Please print every line from the one containing "the dark roof" through the last line of the records below, exactly as written and nothing more.

=======

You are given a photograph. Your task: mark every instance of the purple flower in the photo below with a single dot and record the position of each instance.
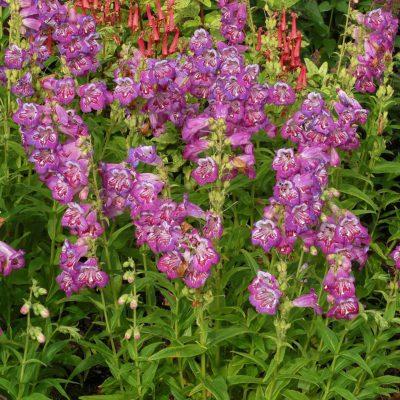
(308, 300)
(64, 90)
(10, 259)
(89, 275)
(213, 228)
(145, 154)
(94, 96)
(23, 88)
(126, 90)
(344, 309)
(14, 57)
(28, 114)
(200, 41)
(71, 254)
(285, 163)
(266, 234)
(395, 254)
(206, 172)
(67, 281)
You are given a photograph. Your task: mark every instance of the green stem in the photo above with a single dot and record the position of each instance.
(342, 50)
(109, 333)
(333, 366)
(21, 386)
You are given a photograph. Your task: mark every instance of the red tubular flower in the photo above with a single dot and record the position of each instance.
(107, 7)
(164, 50)
(294, 27)
(171, 20)
(259, 33)
(302, 79)
(159, 11)
(283, 25)
(141, 44)
(135, 21)
(130, 17)
(149, 52)
(49, 42)
(174, 43)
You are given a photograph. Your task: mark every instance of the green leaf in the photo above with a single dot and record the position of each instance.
(218, 388)
(36, 396)
(243, 379)
(294, 395)
(356, 358)
(347, 395)
(221, 335)
(353, 191)
(189, 350)
(327, 335)
(387, 167)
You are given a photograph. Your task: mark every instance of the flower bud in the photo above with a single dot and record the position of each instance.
(133, 304)
(25, 309)
(136, 333)
(41, 338)
(44, 312)
(122, 300)
(128, 334)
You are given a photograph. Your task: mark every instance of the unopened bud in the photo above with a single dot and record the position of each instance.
(41, 338)
(25, 309)
(128, 334)
(44, 312)
(122, 300)
(133, 304)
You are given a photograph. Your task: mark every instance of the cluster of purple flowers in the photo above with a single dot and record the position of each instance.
(220, 76)
(298, 208)
(56, 137)
(233, 20)
(79, 269)
(77, 41)
(161, 223)
(378, 45)
(75, 36)
(10, 259)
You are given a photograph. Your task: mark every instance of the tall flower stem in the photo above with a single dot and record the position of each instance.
(343, 48)
(333, 365)
(21, 385)
(109, 333)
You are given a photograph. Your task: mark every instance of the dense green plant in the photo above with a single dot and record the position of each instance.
(145, 336)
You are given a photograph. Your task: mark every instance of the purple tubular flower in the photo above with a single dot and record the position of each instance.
(89, 275)
(10, 259)
(145, 154)
(64, 90)
(94, 96)
(23, 88)
(265, 293)
(14, 57)
(70, 255)
(395, 254)
(206, 172)
(308, 300)
(213, 228)
(200, 41)
(126, 90)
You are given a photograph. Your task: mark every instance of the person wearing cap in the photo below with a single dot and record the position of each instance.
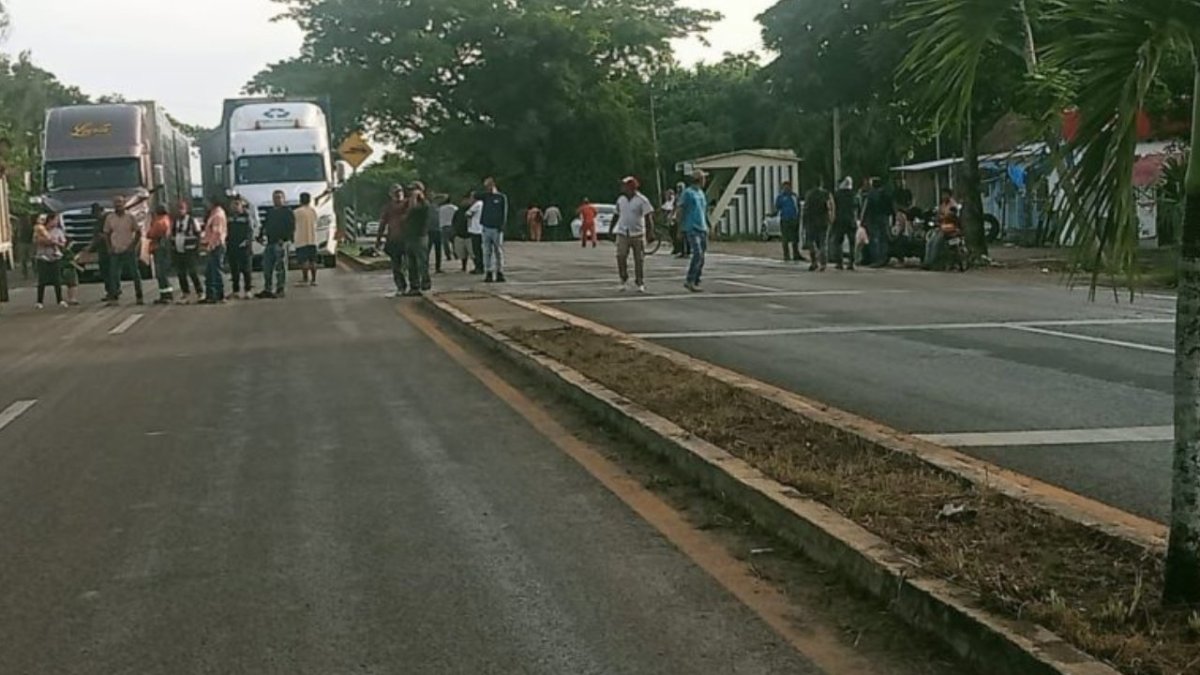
(635, 216)
(787, 208)
(391, 226)
(694, 216)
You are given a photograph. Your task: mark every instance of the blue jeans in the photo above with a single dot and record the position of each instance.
(275, 263)
(214, 276)
(699, 244)
(119, 264)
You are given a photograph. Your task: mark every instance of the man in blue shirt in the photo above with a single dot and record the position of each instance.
(787, 208)
(694, 217)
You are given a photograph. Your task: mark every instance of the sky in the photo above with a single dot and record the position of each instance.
(196, 57)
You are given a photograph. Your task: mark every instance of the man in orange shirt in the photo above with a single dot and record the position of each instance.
(588, 220)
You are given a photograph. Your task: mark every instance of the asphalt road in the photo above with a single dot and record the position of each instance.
(311, 485)
(1021, 372)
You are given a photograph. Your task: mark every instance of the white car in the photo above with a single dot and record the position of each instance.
(606, 217)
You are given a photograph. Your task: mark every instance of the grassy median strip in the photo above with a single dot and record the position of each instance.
(1098, 592)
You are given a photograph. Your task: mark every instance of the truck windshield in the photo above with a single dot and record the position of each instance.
(119, 173)
(281, 168)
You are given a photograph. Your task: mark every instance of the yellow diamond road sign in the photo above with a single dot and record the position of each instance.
(355, 149)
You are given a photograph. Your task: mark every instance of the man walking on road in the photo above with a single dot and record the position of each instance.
(787, 208)
(635, 216)
(445, 228)
(493, 219)
(306, 239)
(587, 223)
(819, 211)
(553, 221)
(239, 249)
(216, 230)
(694, 216)
(475, 228)
(877, 213)
(124, 237)
(391, 226)
(279, 230)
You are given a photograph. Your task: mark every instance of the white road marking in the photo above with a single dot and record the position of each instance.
(121, 328)
(1138, 346)
(1054, 437)
(15, 411)
(696, 297)
(895, 328)
(751, 286)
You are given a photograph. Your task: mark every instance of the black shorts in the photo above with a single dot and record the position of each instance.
(306, 255)
(790, 230)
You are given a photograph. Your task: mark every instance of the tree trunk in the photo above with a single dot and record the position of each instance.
(1182, 584)
(972, 192)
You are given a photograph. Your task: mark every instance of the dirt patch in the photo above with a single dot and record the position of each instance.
(1099, 593)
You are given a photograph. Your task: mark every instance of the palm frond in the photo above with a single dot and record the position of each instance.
(947, 43)
(1115, 47)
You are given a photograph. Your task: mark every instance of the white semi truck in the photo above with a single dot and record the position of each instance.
(264, 145)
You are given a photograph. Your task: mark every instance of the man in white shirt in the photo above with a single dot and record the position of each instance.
(475, 227)
(635, 216)
(306, 239)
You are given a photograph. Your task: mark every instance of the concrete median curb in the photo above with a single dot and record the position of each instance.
(991, 643)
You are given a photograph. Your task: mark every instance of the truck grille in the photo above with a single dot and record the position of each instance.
(81, 227)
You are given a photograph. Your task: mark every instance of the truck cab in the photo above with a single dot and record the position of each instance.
(283, 145)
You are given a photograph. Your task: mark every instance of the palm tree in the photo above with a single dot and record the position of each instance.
(945, 66)
(1116, 47)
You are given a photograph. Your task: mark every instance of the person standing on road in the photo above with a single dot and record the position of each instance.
(445, 228)
(635, 217)
(587, 223)
(553, 221)
(787, 208)
(216, 230)
(160, 252)
(495, 219)
(51, 239)
(534, 220)
(124, 237)
(460, 228)
(24, 245)
(475, 227)
(279, 230)
(391, 226)
(306, 239)
(239, 249)
(877, 213)
(819, 214)
(845, 223)
(185, 251)
(694, 216)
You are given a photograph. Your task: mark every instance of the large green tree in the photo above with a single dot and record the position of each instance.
(545, 95)
(1119, 49)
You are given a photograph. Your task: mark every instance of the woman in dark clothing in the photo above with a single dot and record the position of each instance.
(185, 251)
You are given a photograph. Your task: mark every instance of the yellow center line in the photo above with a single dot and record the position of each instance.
(817, 643)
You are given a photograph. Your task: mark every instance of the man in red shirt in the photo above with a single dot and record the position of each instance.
(588, 220)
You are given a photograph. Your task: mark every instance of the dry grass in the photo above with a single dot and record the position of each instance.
(1097, 592)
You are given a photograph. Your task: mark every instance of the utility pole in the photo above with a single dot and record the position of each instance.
(654, 138)
(837, 144)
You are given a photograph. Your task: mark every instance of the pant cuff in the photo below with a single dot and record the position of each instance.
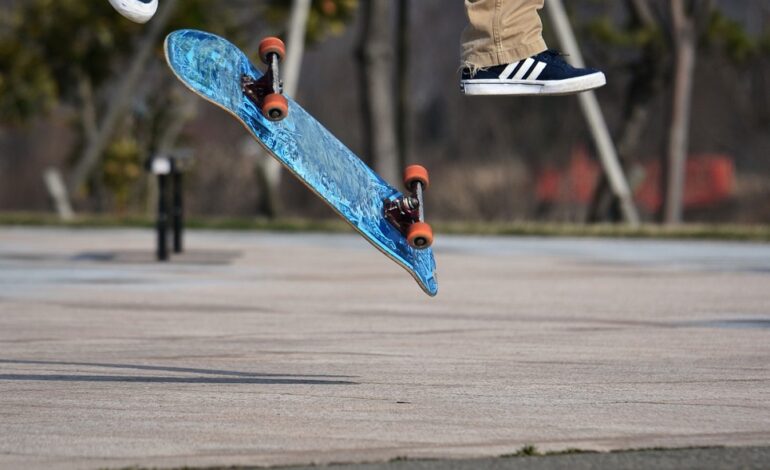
(491, 59)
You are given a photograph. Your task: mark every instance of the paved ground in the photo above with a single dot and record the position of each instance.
(268, 349)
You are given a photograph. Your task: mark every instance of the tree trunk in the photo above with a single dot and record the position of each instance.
(684, 34)
(121, 98)
(376, 62)
(402, 82)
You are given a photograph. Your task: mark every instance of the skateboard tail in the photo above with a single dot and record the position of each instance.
(213, 68)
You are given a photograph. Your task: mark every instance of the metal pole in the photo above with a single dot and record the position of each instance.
(593, 115)
(178, 209)
(162, 222)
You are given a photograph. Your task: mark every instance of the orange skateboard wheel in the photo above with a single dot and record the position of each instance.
(271, 45)
(419, 235)
(275, 107)
(414, 174)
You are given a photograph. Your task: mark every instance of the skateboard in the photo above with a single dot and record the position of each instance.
(393, 222)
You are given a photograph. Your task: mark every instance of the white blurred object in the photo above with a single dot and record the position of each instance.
(139, 11)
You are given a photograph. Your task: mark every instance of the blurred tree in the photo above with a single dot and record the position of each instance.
(664, 37)
(375, 55)
(72, 53)
(326, 18)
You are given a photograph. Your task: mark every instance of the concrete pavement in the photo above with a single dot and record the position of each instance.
(276, 349)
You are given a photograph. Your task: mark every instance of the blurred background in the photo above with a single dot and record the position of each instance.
(86, 98)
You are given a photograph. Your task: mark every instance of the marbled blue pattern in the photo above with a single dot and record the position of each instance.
(212, 67)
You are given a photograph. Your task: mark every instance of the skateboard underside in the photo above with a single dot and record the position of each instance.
(212, 67)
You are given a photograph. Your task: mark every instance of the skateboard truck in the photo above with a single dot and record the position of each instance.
(407, 212)
(266, 92)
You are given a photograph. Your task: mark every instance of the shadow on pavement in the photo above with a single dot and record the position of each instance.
(231, 377)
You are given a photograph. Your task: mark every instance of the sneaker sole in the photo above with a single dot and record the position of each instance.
(534, 88)
(138, 12)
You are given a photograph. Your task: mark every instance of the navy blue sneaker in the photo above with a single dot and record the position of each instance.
(546, 73)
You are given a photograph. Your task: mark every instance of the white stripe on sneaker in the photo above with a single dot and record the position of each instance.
(508, 70)
(524, 69)
(537, 71)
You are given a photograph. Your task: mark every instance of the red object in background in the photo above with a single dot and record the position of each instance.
(583, 176)
(709, 181)
(548, 185)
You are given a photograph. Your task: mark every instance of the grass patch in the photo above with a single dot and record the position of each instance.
(756, 233)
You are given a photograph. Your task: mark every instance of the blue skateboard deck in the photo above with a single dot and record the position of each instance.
(212, 67)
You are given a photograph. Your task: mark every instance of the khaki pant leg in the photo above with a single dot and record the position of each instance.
(501, 31)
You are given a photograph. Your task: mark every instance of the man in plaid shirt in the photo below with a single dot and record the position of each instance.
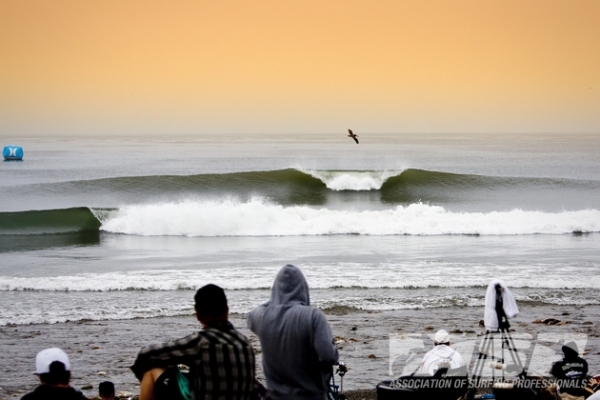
(219, 358)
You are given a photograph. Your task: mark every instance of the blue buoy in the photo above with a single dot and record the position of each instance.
(12, 152)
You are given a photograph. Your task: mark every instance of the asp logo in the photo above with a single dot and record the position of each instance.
(536, 353)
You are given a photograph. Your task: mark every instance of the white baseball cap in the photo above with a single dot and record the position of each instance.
(442, 336)
(46, 357)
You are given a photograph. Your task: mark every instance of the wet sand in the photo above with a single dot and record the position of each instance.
(367, 341)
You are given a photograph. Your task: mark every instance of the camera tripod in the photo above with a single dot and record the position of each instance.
(486, 353)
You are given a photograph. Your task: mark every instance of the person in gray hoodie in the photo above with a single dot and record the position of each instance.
(298, 351)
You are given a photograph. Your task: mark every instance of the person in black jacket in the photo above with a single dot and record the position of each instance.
(53, 369)
(571, 371)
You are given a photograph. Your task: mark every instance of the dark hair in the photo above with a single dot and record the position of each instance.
(106, 388)
(210, 301)
(58, 374)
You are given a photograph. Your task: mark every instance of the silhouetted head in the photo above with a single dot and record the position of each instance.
(211, 304)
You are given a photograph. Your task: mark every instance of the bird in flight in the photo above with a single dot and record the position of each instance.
(352, 135)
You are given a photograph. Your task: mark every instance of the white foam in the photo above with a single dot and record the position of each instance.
(260, 218)
(399, 275)
(352, 180)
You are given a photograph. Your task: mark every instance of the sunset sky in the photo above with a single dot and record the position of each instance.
(124, 67)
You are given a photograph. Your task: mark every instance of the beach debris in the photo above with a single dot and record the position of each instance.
(339, 339)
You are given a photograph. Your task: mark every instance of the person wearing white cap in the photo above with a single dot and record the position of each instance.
(53, 369)
(441, 356)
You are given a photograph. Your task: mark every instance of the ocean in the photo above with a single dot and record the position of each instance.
(119, 228)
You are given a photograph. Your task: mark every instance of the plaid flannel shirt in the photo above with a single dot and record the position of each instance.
(220, 359)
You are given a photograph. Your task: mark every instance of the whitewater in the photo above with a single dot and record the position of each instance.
(260, 218)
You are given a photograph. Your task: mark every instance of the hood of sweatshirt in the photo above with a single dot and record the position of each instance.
(290, 287)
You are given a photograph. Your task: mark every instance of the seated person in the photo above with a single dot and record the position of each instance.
(54, 372)
(220, 359)
(571, 371)
(441, 356)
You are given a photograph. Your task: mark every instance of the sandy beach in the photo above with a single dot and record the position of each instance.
(366, 341)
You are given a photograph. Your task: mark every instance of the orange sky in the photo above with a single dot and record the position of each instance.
(203, 67)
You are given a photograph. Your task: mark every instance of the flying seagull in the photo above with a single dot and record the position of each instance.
(352, 135)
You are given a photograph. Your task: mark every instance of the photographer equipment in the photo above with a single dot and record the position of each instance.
(336, 392)
(487, 352)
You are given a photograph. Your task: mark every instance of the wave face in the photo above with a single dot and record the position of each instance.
(298, 186)
(79, 219)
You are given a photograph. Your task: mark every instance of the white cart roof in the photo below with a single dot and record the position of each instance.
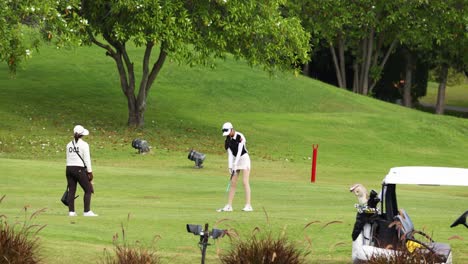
(427, 176)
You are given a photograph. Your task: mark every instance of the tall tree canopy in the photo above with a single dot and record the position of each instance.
(20, 25)
(193, 32)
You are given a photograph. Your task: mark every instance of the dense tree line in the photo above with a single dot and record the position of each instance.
(378, 48)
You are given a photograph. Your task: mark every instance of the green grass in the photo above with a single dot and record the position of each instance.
(359, 140)
(456, 95)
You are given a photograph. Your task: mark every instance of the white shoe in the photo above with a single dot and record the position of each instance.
(89, 213)
(247, 208)
(226, 208)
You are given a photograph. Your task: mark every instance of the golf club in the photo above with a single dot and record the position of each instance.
(230, 179)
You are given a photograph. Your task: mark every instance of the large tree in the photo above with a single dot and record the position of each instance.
(193, 32)
(21, 23)
(366, 31)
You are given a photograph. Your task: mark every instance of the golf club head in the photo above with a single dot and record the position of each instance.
(461, 220)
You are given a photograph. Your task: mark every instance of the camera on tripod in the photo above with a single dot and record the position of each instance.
(197, 157)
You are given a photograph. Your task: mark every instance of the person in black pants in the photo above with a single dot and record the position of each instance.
(79, 170)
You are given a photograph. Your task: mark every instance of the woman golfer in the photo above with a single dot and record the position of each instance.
(79, 171)
(238, 159)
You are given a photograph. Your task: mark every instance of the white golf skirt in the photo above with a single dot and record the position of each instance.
(244, 162)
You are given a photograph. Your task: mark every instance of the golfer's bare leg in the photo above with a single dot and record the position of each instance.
(246, 182)
(232, 191)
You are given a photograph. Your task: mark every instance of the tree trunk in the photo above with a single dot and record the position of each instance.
(339, 62)
(441, 92)
(408, 80)
(136, 104)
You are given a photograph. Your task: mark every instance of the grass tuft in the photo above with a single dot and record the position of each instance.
(126, 253)
(19, 242)
(264, 250)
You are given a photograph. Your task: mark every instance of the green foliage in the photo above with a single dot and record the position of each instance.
(360, 139)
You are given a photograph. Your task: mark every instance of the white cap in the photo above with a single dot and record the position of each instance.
(227, 127)
(80, 130)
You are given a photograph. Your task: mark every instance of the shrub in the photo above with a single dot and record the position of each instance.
(18, 242)
(264, 250)
(403, 256)
(130, 254)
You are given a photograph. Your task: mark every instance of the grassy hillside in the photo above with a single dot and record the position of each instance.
(282, 116)
(456, 95)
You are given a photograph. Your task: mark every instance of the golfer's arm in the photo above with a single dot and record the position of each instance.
(230, 159)
(239, 152)
(87, 159)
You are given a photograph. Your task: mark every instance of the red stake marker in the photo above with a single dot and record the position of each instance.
(314, 162)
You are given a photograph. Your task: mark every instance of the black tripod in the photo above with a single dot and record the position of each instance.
(204, 236)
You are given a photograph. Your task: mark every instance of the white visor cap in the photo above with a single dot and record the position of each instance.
(226, 128)
(80, 130)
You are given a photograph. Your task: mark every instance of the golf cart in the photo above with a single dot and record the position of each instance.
(385, 231)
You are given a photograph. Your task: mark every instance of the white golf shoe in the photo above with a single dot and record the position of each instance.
(89, 213)
(247, 208)
(226, 208)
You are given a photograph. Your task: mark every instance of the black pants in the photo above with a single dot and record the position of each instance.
(78, 175)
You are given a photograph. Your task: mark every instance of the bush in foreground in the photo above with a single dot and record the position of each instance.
(264, 250)
(130, 254)
(18, 242)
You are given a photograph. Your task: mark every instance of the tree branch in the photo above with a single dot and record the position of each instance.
(157, 66)
(110, 51)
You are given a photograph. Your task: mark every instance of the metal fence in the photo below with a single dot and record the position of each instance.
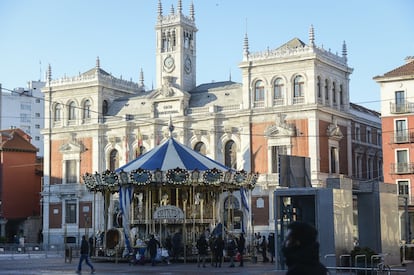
(34, 250)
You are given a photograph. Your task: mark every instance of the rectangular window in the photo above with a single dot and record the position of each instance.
(369, 136)
(334, 160)
(276, 151)
(379, 138)
(400, 101)
(403, 188)
(358, 166)
(24, 106)
(402, 161)
(25, 118)
(71, 175)
(357, 133)
(401, 132)
(70, 212)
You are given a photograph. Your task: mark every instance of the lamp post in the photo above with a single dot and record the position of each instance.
(49, 78)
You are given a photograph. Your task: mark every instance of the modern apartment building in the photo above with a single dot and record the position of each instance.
(397, 111)
(23, 108)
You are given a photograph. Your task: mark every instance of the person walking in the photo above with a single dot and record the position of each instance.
(218, 250)
(153, 245)
(263, 246)
(231, 249)
(202, 247)
(241, 243)
(301, 250)
(271, 246)
(84, 256)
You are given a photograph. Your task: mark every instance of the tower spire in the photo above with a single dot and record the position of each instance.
(141, 78)
(344, 52)
(98, 63)
(311, 36)
(192, 13)
(49, 74)
(180, 6)
(159, 8)
(246, 46)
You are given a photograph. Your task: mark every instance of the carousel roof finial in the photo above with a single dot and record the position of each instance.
(170, 127)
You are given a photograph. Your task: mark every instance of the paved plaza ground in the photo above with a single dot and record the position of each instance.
(38, 264)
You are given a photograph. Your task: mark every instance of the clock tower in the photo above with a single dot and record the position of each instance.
(176, 48)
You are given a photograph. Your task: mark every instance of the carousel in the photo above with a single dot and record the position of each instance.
(172, 192)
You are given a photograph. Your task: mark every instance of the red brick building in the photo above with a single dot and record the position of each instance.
(20, 183)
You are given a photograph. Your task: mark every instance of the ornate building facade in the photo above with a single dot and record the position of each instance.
(293, 100)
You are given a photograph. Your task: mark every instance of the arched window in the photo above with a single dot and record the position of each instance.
(319, 87)
(200, 147)
(72, 111)
(113, 160)
(104, 107)
(259, 91)
(278, 89)
(298, 86)
(58, 112)
(140, 150)
(87, 109)
(326, 89)
(230, 154)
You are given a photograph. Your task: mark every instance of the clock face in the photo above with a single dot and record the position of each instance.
(169, 63)
(187, 65)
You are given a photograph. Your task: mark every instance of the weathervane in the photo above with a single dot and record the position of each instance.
(170, 127)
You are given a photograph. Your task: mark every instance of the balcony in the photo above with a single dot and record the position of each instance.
(401, 108)
(402, 137)
(402, 168)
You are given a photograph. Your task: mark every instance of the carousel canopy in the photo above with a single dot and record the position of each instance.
(170, 155)
(171, 163)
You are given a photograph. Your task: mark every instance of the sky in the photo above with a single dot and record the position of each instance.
(70, 34)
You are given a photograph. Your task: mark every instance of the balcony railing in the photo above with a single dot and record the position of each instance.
(402, 168)
(402, 137)
(401, 108)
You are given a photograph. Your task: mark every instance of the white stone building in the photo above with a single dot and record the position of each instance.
(293, 100)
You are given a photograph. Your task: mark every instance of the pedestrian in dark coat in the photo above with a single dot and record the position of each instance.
(301, 250)
(241, 243)
(84, 255)
(202, 247)
(231, 249)
(263, 247)
(153, 245)
(218, 250)
(271, 246)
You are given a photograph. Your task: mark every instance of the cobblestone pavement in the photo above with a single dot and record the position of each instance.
(41, 264)
(21, 265)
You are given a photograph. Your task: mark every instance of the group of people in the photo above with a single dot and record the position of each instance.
(265, 246)
(300, 250)
(232, 245)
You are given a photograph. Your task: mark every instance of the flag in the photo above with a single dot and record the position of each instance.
(126, 148)
(125, 197)
(139, 143)
(243, 197)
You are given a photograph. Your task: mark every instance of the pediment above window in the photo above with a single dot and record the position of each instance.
(281, 128)
(334, 132)
(71, 147)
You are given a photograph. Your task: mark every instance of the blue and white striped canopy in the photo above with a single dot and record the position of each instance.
(169, 155)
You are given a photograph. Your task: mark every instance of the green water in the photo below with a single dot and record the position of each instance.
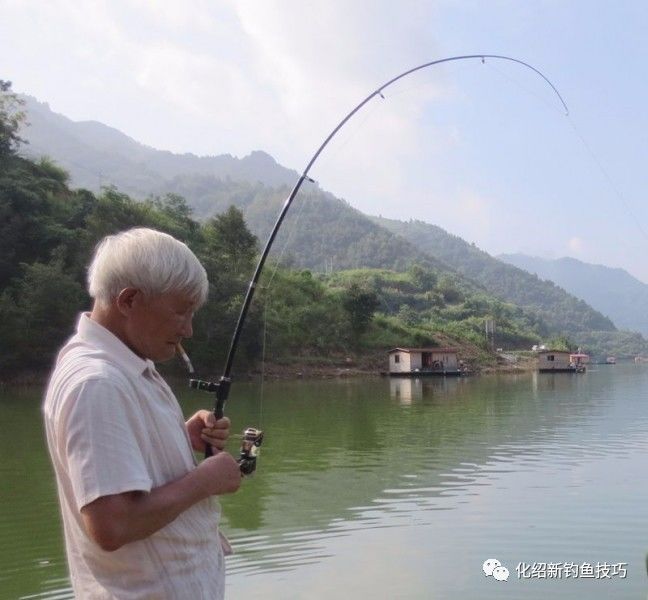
(379, 488)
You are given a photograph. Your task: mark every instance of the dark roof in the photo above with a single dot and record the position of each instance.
(437, 350)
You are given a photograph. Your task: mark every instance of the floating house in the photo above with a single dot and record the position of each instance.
(559, 361)
(579, 359)
(414, 362)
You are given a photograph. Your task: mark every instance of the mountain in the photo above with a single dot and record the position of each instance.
(560, 310)
(614, 292)
(95, 154)
(321, 233)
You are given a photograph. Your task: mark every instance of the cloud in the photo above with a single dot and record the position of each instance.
(576, 245)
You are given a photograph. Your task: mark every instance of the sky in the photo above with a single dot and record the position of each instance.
(485, 151)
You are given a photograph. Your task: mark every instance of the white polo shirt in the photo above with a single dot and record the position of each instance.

=======

Solution to the problem:
You are given a photograph. Your task: mark every instance of the dark roof in the photo above with a single dot and record the position of each instance.
(437, 350)
You are given a photograph. Your task: mark every instance of the floating house in the photo above with a single dot and record the position of each instance.
(559, 361)
(579, 359)
(414, 362)
You are given a photograph. Your task: mark every instance of the mountain in the photo above with a single dot and record the position of each instance.
(560, 310)
(614, 292)
(95, 154)
(321, 233)
You are given a photograph. Your task: mark every instance of the cloud in the photo above with a single dot and record the position of each instance.
(576, 245)
You are given a photograph. Your task: mark every instance of the sky in the photo above with a single dot and record the position of each instance.
(485, 151)
You are given a photograph. Your task: mark every instance of the white polo shirt in the photo above with a single dot and record the position of each instance.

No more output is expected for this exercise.